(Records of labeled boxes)

--- begin ---

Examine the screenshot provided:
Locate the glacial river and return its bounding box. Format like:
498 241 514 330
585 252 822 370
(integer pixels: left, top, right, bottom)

--- end ---

_INSTRUCTION:_
Which lines in the rows contain the word "Format"? Report each such line in full.

_FINISHED ANSWER:_
Locate the glacial river and return its bounding box. Format like:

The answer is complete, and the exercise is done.